Update the material below by replacing every "this photo" with "this image" and changing nothing else. Leave the pictures out of your answer.

Examples of labeling with points:

******************************

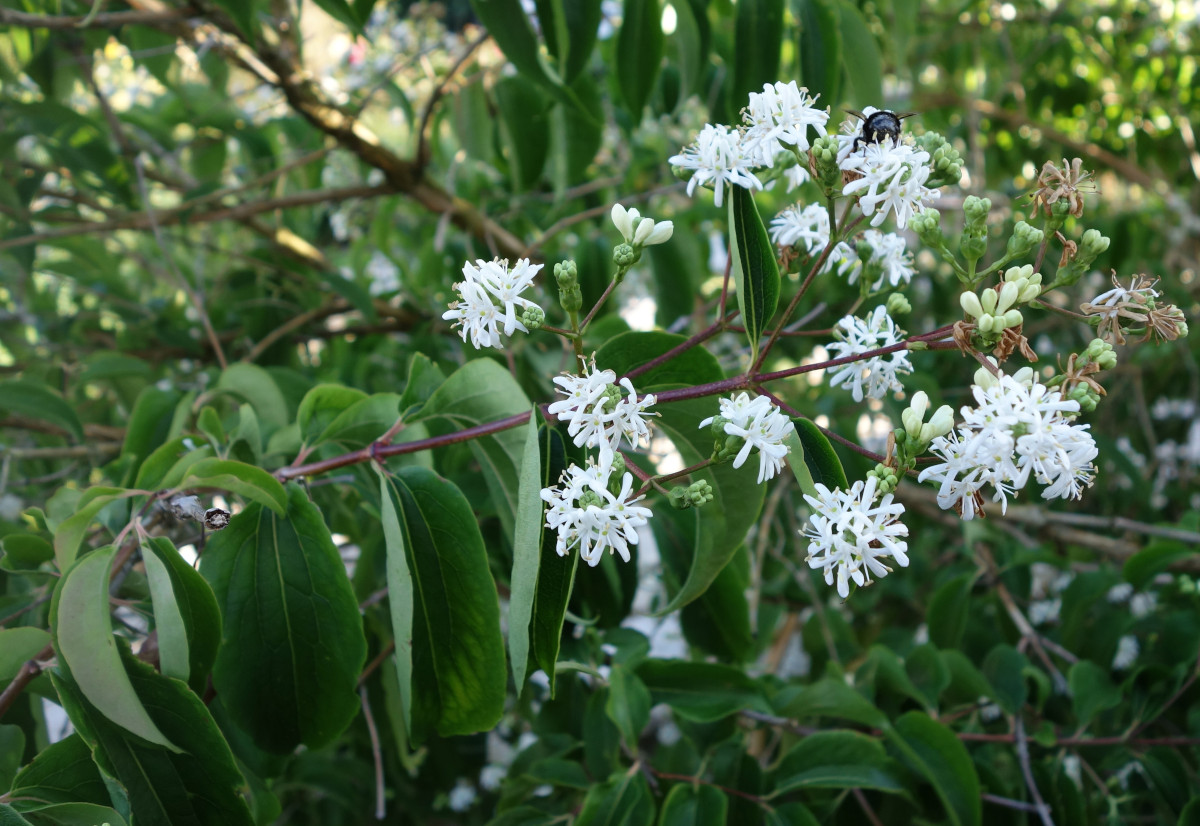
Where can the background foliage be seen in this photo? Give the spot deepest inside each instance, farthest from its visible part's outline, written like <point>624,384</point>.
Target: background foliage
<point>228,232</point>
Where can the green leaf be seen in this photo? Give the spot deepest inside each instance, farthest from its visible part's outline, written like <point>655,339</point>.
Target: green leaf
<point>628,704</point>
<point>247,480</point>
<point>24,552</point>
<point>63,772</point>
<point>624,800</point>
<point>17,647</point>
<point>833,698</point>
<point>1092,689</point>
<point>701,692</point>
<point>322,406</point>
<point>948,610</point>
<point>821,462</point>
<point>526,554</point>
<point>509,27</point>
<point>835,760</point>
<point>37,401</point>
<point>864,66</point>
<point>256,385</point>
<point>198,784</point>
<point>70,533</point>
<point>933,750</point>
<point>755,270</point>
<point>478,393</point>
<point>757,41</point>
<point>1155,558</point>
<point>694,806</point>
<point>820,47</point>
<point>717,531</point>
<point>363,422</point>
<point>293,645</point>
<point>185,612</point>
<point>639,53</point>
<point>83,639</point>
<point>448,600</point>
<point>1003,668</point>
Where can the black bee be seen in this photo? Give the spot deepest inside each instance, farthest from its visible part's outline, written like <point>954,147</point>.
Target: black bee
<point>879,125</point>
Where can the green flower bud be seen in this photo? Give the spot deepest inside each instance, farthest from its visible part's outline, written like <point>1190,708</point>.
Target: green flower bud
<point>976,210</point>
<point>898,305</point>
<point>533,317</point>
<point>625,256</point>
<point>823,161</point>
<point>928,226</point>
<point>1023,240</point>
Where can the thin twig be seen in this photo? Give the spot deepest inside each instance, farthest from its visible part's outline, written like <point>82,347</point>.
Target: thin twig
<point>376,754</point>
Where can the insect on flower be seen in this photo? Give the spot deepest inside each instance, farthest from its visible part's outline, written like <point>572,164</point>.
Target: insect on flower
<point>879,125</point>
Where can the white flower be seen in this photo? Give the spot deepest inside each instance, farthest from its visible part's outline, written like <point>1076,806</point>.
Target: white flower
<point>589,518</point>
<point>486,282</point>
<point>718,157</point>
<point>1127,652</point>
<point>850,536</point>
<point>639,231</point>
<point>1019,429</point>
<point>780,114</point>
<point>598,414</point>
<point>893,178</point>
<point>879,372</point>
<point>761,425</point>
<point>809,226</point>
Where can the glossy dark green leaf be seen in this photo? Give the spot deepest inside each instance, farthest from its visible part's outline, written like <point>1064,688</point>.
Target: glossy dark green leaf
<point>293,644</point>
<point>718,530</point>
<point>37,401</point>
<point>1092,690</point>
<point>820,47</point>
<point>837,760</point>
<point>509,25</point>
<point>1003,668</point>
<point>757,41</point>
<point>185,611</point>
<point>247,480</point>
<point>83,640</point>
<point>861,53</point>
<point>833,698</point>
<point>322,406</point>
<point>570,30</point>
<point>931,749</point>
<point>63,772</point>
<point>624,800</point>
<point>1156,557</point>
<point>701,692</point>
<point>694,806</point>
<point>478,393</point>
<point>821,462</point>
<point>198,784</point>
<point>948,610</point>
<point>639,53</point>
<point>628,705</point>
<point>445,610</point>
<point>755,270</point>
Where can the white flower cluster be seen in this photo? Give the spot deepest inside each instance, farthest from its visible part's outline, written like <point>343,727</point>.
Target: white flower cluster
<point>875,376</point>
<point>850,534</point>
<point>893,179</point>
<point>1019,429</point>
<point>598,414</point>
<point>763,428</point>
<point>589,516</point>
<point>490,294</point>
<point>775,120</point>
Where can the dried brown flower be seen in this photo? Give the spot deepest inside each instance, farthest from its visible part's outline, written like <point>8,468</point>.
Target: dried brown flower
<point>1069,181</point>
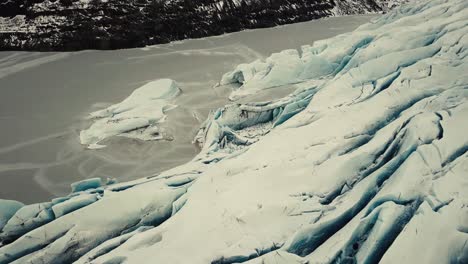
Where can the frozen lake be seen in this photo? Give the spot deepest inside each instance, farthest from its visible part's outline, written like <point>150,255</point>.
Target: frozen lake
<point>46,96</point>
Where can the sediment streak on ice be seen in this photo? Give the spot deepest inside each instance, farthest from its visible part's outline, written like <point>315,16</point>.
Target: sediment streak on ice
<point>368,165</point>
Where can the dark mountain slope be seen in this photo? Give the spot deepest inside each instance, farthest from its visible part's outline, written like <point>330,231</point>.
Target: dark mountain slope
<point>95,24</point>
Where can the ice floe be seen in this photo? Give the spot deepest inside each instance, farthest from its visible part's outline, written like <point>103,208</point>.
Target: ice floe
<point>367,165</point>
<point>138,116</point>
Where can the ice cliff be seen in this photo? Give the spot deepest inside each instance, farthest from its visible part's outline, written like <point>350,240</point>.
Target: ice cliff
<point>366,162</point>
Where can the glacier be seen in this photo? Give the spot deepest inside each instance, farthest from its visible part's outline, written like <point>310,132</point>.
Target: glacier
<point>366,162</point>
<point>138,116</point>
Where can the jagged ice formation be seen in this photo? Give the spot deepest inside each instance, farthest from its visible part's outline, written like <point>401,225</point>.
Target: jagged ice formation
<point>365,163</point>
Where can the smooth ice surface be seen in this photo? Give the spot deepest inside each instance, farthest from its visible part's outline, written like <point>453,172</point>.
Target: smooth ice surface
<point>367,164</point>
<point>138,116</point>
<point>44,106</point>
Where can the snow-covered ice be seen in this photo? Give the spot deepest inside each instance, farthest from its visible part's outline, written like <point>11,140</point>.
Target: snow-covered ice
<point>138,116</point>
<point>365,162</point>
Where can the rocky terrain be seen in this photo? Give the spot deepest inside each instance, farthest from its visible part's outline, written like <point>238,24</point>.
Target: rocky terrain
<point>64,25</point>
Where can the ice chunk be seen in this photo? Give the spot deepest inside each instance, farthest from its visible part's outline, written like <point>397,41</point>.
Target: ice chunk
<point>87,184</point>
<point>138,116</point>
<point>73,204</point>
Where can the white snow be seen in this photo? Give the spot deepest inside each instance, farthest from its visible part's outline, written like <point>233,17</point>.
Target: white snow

******************************

*Task answer*
Where can the background foliage be seen in this image? Give the spot deepest inside each instance, farthest from its visible part's outline, written like <point>624,384</point>.
Target: background foliage
<point>228,232</point>
Where can the green leaf be seen in this image? Give the spot deepest inside each instance, farthest from its visible part's outline, written like <point>655,339</point>.
Target: green leaf
<point>628,704</point>
<point>247,480</point>
<point>24,552</point>
<point>63,772</point>
<point>624,800</point>
<point>17,647</point>
<point>833,698</point>
<point>1092,689</point>
<point>701,692</point>
<point>322,406</point>
<point>948,610</point>
<point>821,462</point>
<point>526,554</point>
<point>509,27</point>
<point>835,760</point>
<point>37,401</point>
<point>864,66</point>
<point>256,385</point>
<point>198,784</point>
<point>70,533</point>
<point>933,750</point>
<point>755,270</point>
<point>478,393</point>
<point>757,41</point>
<point>1155,558</point>
<point>694,806</point>
<point>820,47</point>
<point>717,531</point>
<point>363,422</point>
<point>293,645</point>
<point>185,612</point>
<point>639,53</point>
<point>83,639</point>
<point>448,600</point>
<point>1003,668</point>
Where can the black bee be seen in this image? Give the spot deepest inside each instance, farthest from its visible part's outline, written like <point>954,147</point>.
Target: black bee
<point>879,125</point>
Where can the green flower bud be seen in this image? Give the spot deepest inside each instance, farthest from its visible part's outline, written like <point>1190,708</point>.
Target: green flower bud
<point>976,210</point>
<point>898,305</point>
<point>533,317</point>
<point>625,256</point>
<point>823,161</point>
<point>928,226</point>
<point>1023,240</point>
Where can the thin twig be seen in this image? Give the spot deepest inside each instance, farthest from its visible part's outline, written like <point>82,347</point>.
Target: thin twig
<point>376,754</point>
Where can the insect on flower be seen in this image? Give the spot deepest inside each instance, farthest from its visible part's outline, written like <point>572,164</point>.
Target: insect on flower
<point>879,125</point>
Where can the white flower be seen in this image? Give the spot deepest inside each instance, farthest from its visible part's outline, written like <point>1076,806</point>.
Target: white flower
<point>589,518</point>
<point>486,282</point>
<point>718,157</point>
<point>1127,652</point>
<point>850,536</point>
<point>639,231</point>
<point>1019,429</point>
<point>780,114</point>
<point>598,414</point>
<point>893,178</point>
<point>879,372</point>
<point>761,425</point>
<point>809,226</point>
Where can the glossy dark green leaf be seen in this image? Give the spot deepest inside each instance, farthest from its visible part's outline, written like <point>1064,688</point>.
Target: glossy dark green leaf
<point>293,644</point>
<point>718,530</point>
<point>37,401</point>
<point>1092,690</point>
<point>820,47</point>
<point>837,760</point>
<point>509,25</point>
<point>1003,668</point>
<point>757,41</point>
<point>185,611</point>
<point>247,480</point>
<point>83,640</point>
<point>861,53</point>
<point>833,698</point>
<point>322,406</point>
<point>570,30</point>
<point>931,749</point>
<point>63,772</point>
<point>624,800</point>
<point>1156,557</point>
<point>701,692</point>
<point>694,806</point>
<point>478,393</point>
<point>821,462</point>
<point>198,784</point>
<point>948,610</point>
<point>639,53</point>
<point>628,705</point>
<point>445,610</point>
<point>755,270</point>
Where can the white flower cluster be seen in this image? Give the spot deepest inside each instance, farthest from its visible part's outline, written like <point>343,727</point>.
Target: white flower cluster
<point>875,376</point>
<point>850,534</point>
<point>893,179</point>
<point>1019,429</point>
<point>598,414</point>
<point>763,428</point>
<point>589,516</point>
<point>490,294</point>
<point>775,120</point>
Where can the dried brown flower be seen in this image? Give the spot deepest inside each instance, farthest from its visible part's outline, written like <point>8,468</point>.
Target: dried brown flower
<point>1069,181</point>
Where can the frozen lake be seen in this image? Give the spot deepest inside each instance, farthest from its visible part's outline, written like <point>150,255</point>.
Target: frozen lake
<point>46,96</point>
Where can the sediment streak on ice be seen in this image? Give the spot deepest inside each instance, farthest from its visible part's outline, written like <point>315,16</point>.
Target: sediment streak on ice
<point>368,165</point>
Where can the dark mountain slope be seen in this image? Give the spot deepest inside each instance, farthest from its visible part's outline, written like <point>330,231</point>.
Target: dark mountain slope
<point>95,24</point>
Where can the ice floe be seen in this image? Give the spot deepest inside each instance, farthest from its visible part's outline, written like <point>103,208</point>.
Target: ice floe
<point>367,165</point>
<point>138,116</point>
Where can the ice cliff be seen in this image? Give the spot deepest inside each instance, farthest from its visible part's outline, written like <point>350,240</point>.
Target: ice cliff
<point>366,162</point>
Where can the glacier be seen in this image? Give the spot deepest inside each instance, farthest from its visible part's outline, written like <point>310,132</point>.
Target: glacier
<point>366,162</point>
<point>138,116</point>
Where can the jagged ice formation be seen in this image? Give the spot deepest inside each instance, farthest from its visible part's outline, written like <point>401,225</point>.
Target: jagged ice formation
<point>365,163</point>
Where can the smooth ice surface be seen in this image? Give the spot deepest inside each instance, farthest from its visible part's outline, written like <point>453,172</point>.
Target: smooth ice surface
<point>367,164</point>
<point>138,116</point>
<point>44,106</point>
Where can the snow-covered ice be seen in this image? Give the spot deepest inside each instance, farthest from its visible part's outline, written like <point>11,140</point>.
Target: snow-covered ice
<point>138,116</point>
<point>365,162</point>
Where can the rocky terrain be seen in this image? Give the spot deepest inside each instance, farthest from its visible part's outline, written like <point>238,24</point>.
Target: rocky terrain
<point>64,25</point>
Where can the ice chunk be seen in this image? Give the spot deepest inside each instance, farthest from its visible part's outline, written like <point>397,41</point>.
Target: ice chunk
<point>87,184</point>
<point>138,116</point>
<point>73,204</point>
Where can the white snow be seen in this image? Give the spot deepest inside each instance, farthest from its visible part's outline, written like <point>233,17</point>.
Target: white snow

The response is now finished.